Copy the listing word for word, everything from its start down to the line containing "(1177, 571)", with both ends included.

^^^^^^^^^^^^^^^^

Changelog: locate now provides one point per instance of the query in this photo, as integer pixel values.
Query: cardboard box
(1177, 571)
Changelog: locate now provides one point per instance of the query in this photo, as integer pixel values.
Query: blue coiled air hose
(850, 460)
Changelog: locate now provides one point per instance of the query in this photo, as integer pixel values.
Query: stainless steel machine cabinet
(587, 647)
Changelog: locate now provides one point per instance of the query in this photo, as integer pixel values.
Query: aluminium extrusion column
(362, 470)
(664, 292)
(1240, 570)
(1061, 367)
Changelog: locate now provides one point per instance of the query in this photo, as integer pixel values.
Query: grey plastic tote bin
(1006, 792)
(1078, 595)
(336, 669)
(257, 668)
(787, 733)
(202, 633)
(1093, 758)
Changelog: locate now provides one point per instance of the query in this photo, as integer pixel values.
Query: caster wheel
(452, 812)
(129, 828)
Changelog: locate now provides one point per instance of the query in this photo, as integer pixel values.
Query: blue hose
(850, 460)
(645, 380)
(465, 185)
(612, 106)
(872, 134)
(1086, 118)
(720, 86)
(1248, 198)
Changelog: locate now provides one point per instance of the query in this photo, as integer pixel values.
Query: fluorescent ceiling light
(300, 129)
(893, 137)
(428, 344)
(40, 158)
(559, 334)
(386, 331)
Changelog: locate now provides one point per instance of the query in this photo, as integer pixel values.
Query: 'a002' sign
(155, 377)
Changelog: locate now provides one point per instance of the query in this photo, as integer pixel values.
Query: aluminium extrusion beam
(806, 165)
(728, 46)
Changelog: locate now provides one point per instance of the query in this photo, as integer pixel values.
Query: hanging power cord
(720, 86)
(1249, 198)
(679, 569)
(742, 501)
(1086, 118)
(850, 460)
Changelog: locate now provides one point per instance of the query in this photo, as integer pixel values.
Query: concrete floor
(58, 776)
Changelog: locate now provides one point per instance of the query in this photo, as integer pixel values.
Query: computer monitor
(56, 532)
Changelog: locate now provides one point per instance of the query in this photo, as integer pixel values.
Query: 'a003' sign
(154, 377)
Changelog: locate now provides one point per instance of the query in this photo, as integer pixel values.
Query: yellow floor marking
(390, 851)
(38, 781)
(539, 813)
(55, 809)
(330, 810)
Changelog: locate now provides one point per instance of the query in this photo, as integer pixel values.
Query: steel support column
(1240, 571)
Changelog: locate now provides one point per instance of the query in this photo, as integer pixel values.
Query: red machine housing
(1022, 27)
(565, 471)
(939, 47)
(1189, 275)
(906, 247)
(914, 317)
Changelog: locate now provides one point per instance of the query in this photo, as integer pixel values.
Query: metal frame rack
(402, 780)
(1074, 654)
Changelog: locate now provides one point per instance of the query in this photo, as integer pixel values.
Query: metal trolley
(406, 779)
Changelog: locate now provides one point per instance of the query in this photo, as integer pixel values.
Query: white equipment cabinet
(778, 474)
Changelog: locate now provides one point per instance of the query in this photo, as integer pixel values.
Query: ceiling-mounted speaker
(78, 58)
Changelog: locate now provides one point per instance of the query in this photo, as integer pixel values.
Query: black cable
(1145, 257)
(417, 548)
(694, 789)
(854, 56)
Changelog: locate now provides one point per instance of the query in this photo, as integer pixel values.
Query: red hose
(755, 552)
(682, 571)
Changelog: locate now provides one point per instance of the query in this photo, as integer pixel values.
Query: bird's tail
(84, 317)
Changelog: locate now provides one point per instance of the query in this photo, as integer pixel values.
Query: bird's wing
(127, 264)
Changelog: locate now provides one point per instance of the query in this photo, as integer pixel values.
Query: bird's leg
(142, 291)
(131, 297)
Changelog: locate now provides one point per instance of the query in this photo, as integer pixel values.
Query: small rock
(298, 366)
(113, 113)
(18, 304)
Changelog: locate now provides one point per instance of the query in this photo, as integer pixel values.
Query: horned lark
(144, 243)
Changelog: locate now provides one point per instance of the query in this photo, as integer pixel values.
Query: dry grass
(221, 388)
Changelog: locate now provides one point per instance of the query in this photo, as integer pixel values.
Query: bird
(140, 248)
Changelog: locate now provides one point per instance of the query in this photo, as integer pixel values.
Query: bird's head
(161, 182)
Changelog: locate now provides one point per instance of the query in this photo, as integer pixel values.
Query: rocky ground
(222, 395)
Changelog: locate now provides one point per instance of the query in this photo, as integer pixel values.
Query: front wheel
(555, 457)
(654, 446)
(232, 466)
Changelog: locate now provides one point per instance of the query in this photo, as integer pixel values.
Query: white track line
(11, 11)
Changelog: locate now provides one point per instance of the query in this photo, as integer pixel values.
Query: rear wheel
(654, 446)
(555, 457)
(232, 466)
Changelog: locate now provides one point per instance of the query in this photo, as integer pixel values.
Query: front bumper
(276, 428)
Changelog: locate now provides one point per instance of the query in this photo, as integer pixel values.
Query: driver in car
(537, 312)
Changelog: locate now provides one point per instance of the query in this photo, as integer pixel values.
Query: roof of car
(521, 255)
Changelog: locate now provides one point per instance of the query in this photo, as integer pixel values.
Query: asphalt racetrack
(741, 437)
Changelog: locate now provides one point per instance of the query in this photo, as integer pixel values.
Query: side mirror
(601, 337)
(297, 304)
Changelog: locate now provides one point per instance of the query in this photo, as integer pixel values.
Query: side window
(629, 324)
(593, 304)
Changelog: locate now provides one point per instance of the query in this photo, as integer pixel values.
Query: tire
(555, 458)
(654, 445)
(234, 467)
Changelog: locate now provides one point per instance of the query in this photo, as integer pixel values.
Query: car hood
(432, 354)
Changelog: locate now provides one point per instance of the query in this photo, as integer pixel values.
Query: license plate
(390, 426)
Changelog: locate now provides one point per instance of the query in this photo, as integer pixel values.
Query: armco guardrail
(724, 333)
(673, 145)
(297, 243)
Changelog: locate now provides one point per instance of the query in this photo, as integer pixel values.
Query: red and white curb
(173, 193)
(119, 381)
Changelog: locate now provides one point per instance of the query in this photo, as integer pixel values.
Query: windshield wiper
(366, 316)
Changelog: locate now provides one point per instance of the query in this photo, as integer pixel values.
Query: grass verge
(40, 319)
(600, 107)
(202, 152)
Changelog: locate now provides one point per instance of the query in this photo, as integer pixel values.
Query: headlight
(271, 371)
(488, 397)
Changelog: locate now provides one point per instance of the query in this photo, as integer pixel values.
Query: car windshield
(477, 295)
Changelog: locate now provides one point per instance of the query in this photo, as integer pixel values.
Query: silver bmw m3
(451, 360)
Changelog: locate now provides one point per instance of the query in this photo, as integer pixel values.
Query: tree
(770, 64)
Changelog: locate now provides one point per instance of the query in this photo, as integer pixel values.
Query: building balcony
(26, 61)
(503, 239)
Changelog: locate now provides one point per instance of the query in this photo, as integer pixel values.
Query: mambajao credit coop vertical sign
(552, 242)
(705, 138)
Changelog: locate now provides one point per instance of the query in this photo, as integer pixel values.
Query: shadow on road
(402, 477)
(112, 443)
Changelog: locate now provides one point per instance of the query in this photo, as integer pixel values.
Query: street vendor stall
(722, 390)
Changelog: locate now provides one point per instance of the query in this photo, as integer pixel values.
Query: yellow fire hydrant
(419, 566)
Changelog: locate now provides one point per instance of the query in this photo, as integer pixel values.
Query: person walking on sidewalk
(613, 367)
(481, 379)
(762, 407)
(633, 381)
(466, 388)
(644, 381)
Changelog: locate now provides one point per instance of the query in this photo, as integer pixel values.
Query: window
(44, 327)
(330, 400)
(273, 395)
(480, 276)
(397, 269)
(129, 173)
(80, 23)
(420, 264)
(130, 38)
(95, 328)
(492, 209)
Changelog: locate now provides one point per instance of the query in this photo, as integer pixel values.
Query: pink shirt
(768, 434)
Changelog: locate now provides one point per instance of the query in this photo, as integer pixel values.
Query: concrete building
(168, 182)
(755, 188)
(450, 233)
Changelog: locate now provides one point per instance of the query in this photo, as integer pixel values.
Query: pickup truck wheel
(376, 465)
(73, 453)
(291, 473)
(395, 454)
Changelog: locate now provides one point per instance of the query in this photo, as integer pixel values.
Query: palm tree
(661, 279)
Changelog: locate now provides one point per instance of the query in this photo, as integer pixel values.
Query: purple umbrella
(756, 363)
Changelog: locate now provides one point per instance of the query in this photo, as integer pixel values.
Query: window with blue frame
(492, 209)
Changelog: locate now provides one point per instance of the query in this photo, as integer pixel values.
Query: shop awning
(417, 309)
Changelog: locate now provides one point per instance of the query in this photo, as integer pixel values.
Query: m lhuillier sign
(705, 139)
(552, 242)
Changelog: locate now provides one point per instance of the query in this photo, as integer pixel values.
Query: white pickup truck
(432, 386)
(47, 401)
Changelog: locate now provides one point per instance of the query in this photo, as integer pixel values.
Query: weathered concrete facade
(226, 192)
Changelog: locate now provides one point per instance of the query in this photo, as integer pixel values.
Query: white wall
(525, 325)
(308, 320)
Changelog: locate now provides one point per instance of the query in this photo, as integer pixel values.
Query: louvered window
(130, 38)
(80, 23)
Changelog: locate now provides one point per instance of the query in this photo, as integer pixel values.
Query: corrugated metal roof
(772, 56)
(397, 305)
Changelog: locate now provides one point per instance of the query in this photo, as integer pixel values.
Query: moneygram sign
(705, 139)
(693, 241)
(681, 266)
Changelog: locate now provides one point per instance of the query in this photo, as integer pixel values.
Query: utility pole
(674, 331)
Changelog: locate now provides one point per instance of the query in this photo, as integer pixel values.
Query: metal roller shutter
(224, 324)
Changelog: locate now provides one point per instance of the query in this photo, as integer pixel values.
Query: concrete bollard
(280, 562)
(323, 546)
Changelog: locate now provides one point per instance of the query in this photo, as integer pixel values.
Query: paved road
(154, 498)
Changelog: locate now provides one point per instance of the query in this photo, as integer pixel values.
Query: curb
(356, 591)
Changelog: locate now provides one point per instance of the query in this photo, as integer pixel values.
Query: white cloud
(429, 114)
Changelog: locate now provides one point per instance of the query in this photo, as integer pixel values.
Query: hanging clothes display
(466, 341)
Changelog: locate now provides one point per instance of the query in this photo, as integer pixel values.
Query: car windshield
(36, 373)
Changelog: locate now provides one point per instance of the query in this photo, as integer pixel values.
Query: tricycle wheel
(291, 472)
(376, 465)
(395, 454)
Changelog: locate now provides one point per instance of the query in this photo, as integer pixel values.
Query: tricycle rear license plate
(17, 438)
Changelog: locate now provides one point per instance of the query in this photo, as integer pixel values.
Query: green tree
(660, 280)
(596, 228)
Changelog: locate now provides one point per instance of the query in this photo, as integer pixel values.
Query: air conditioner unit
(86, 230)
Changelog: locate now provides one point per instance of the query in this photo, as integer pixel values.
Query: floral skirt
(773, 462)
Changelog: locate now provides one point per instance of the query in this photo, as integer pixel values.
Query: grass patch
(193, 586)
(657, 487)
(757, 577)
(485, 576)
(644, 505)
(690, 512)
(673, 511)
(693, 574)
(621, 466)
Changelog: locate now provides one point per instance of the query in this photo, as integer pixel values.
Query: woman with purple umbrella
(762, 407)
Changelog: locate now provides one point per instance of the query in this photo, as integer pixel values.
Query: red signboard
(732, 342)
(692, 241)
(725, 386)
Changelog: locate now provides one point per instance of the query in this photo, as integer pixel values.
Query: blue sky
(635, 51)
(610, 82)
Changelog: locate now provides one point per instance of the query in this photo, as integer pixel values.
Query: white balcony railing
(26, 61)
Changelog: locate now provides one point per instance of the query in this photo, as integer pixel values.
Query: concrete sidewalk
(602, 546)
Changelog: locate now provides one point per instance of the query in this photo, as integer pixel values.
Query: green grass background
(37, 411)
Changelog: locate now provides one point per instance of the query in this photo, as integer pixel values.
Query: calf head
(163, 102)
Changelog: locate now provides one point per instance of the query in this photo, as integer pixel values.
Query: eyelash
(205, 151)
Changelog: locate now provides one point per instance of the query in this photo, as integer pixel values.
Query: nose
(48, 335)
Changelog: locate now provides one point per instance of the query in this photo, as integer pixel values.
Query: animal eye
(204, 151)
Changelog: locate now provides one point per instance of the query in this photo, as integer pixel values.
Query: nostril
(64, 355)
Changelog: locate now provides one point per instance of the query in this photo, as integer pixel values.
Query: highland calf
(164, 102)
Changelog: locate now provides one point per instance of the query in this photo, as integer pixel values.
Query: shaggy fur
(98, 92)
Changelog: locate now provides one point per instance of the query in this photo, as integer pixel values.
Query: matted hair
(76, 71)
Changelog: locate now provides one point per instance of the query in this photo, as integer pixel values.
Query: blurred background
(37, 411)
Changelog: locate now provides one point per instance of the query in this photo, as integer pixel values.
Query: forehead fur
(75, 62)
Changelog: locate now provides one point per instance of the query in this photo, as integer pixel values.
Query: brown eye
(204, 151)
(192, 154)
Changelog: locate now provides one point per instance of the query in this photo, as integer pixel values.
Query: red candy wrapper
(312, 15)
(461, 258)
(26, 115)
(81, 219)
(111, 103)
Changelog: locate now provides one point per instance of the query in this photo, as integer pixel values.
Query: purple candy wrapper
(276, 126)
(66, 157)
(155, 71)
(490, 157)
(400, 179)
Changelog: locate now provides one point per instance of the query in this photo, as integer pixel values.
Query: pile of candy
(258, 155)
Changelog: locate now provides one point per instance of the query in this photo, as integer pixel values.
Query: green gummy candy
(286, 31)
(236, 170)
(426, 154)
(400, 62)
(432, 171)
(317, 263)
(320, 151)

^^^^^^^^^^^^^^^^

→ **FINISHED ANSWER**:
Changelog: locate now provides one point per instance of the query in this photo, as integer pixel values.
Query: cardboard box
(1177, 571)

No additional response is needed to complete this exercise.